[Directions for this task] Output every line below exactly.

[Natural-language object grounding data]
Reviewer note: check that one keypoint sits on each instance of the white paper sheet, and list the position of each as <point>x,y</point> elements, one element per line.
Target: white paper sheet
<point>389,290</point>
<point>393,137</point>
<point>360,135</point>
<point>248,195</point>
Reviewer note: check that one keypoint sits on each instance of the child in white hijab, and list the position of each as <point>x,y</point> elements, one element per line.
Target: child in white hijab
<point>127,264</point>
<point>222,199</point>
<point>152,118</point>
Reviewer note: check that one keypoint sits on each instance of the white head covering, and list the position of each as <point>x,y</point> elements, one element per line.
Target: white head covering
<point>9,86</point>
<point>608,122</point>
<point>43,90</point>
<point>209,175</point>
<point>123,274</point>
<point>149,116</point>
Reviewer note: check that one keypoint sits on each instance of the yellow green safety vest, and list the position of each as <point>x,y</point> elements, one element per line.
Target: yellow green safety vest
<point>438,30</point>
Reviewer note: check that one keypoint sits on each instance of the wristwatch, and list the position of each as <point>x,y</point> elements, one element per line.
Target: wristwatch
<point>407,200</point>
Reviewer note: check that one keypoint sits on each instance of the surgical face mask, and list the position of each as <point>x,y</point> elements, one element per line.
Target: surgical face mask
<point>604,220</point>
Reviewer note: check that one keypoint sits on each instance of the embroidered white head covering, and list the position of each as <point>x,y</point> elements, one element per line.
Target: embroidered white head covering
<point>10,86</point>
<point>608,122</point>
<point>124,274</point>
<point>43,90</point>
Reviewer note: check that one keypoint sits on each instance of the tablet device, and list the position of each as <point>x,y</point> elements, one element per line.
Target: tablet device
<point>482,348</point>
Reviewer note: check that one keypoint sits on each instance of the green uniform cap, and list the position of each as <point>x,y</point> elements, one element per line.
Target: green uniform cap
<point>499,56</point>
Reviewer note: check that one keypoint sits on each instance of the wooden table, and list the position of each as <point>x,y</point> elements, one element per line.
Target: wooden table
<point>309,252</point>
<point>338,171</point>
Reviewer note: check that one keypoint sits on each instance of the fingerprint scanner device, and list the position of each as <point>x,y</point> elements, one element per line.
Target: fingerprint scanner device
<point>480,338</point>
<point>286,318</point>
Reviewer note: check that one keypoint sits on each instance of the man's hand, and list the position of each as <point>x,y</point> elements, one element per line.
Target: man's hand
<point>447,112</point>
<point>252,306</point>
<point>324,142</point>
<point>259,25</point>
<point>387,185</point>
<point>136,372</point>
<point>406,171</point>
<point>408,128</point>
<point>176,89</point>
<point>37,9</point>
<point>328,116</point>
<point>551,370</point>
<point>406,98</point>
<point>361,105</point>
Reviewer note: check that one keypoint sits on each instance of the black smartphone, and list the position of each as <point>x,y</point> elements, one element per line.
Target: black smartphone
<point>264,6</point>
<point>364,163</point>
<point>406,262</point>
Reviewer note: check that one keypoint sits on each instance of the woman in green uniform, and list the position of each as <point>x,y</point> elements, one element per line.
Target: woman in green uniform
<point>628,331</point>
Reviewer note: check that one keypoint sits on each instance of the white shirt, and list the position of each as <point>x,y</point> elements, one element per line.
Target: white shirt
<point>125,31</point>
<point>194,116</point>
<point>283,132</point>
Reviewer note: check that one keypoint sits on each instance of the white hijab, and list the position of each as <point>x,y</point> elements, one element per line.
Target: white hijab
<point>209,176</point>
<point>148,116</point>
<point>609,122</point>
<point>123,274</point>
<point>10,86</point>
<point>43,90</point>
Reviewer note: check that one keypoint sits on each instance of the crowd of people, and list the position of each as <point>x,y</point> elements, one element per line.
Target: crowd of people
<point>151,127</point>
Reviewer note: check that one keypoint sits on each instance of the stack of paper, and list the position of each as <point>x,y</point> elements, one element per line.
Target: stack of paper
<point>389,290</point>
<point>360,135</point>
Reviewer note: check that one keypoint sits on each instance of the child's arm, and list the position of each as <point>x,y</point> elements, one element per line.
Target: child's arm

[Response to the exercise]
Reviewer note: check that one keypoint sits on each instance of the white paper sheet, and list the position of each as <point>x,y</point> elements, one element per line.
Target: white paper sheet
<point>389,290</point>
<point>393,137</point>
<point>360,135</point>
<point>248,195</point>
Reviewer note: check that one keypoint sits on each instance of the child in white hijab, and list the position of each as <point>x,y</point> elements, one element per line.
Target: child in white hijab
<point>127,264</point>
<point>222,199</point>
<point>152,118</point>
Reviewer note: check that one keypoint sits on each instance of the white head covering, and list the position of each as <point>x,y</point> elements, one element per line.
Target: white head covering
<point>9,86</point>
<point>608,122</point>
<point>43,90</point>
<point>209,175</point>
<point>123,274</point>
<point>149,116</point>
Reviewer note: check that one keypoint sits on each instance of the yellow green safety vest, and list the position of each as <point>x,y</point> elements, one element per line.
Target: yellow green safety vest
<point>438,30</point>
Reviewer note: check that one keypoint sits on each instance of the wristwatch, and list the position of each as <point>x,y</point> elements, one element per line.
Target: wristwatch
<point>407,200</point>
Reviewer note: check that one keypoint sits on each instance of the surgical face mask, and list the position of each as <point>x,y</point> elements, one element per line.
Target: surgical face mask
<point>604,220</point>
Reviewer note: check that one keypoint sits on each instance of the embroidered white head covering, and list the position of each as <point>x,y</point> elements, one element per line.
Target: embroidered white head covering
<point>10,86</point>
<point>608,122</point>
<point>124,274</point>
<point>43,90</point>
Reviewer note: check that one keypoint sits on each instance of the tablet device, and list the position of each as <point>x,y</point> elements, one element per line.
Target: tablet device
<point>482,348</point>
Reviewer note: check that one keypoint sits on each instance of the green uniform cap, and list the position of each as <point>x,y</point> elements, one element per line.
Target: green uniform cap
<point>499,56</point>
Reviewer note: check that one keypoint sits on each instance of the wooden table, and list the position of each as <point>x,y</point> elements, one element per line.
Target: wooden table
<point>309,252</point>
<point>338,171</point>
Reviewer note: check that one keypoint sits on each instance of the fingerprint scanner device, and list the position of each as <point>x,y</point> elements, one element per line.
Target: fingerprint scanner device
<point>480,338</point>
<point>286,318</point>
Reviewer note: check that one keypoint sits on each instance of the man's hand, and list the position of each as <point>x,y</point> elements, one element per line.
Target: man's hand
<point>447,112</point>
<point>252,306</point>
<point>324,142</point>
<point>259,25</point>
<point>387,185</point>
<point>136,372</point>
<point>406,171</point>
<point>408,128</point>
<point>176,89</point>
<point>37,9</point>
<point>328,116</point>
<point>551,370</point>
<point>406,98</point>
<point>361,105</point>
Reviewer note: check that one keypoint sits on each instance of the black smartphone, and list the position of each as <point>x,y</point> elements, one element per line.
Target: black smartphone
<point>264,6</point>
<point>364,163</point>
<point>406,262</point>
Reviewer note: check that one keypoint sits on each instance of the woman in green uniform, and list the position of each as <point>x,y</point> elements, one element per line.
Target: woman in green uniform
<point>628,331</point>
Reviewer note: check that one keypoint sits on each instance of the white shirt, and list the position of each as <point>x,y</point> elements, one element per line.
Target: white shirt
<point>125,31</point>
<point>194,116</point>
<point>283,132</point>
Reviewer note: check that one keypoint sits on each instance of the white hijab, and list the position of each as <point>x,y</point> elements, one element per line.
Target: white hijab
<point>209,176</point>
<point>148,116</point>
<point>609,122</point>
<point>123,274</point>
<point>10,86</point>
<point>43,90</point>
Reviewer note: check that one keypoint sits on each instance of the crowd of people, and list the position of each as <point>x,y</point> elements, one element per line.
Target: crowd of people
<point>151,127</point>
Reviewer note: check that one keypoint sits on each instance of the stack of paper, and list the position of each as <point>x,y</point> elements, one element per line.
Target: stack of paper
<point>389,290</point>
<point>360,135</point>
Reviewer note: check that one keypoint sits on each instance of the child's arm, and list the position of each as <point>x,y</point> elements, one element per line.
Target: child's arm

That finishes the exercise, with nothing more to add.